Objective
Output every line of the material below word for word, without changing anything.
━━━━━ Information supplied ━━━━━
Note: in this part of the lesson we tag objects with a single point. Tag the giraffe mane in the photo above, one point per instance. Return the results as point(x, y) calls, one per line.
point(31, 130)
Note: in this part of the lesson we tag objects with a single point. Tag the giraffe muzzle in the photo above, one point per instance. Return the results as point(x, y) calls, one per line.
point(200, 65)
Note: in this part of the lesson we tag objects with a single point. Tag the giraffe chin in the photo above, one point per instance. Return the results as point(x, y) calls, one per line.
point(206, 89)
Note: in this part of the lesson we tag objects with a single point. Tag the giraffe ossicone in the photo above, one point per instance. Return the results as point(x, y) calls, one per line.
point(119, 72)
━━━━━
The answer
Note: in this part of the lesson we tag objects with a single point. Tag the giraffe mane in the photo above, one point per instance. Return the results as point(x, y) calls, one per line.
point(31, 130)
Note: in this part of the lesson we tag objects with a single point. Tag the giraffe muzzle in the photo above, one point per instance. Return the results as point(x, y) calls, one per line.
point(200, 65)
Note: in this part of the lesson we tag objects with a single point. Tag the giraffe chin in the photo above, one point per instance. Return the results as point(x, y) calls, one per line.
point(206, 89)
Note: in this part of the lesson we tag objects with a single point. Tag the giraffe ossicone in the photo above, one point per instance. Return the results as point(x, y) calls, one per line.
point(119, 72)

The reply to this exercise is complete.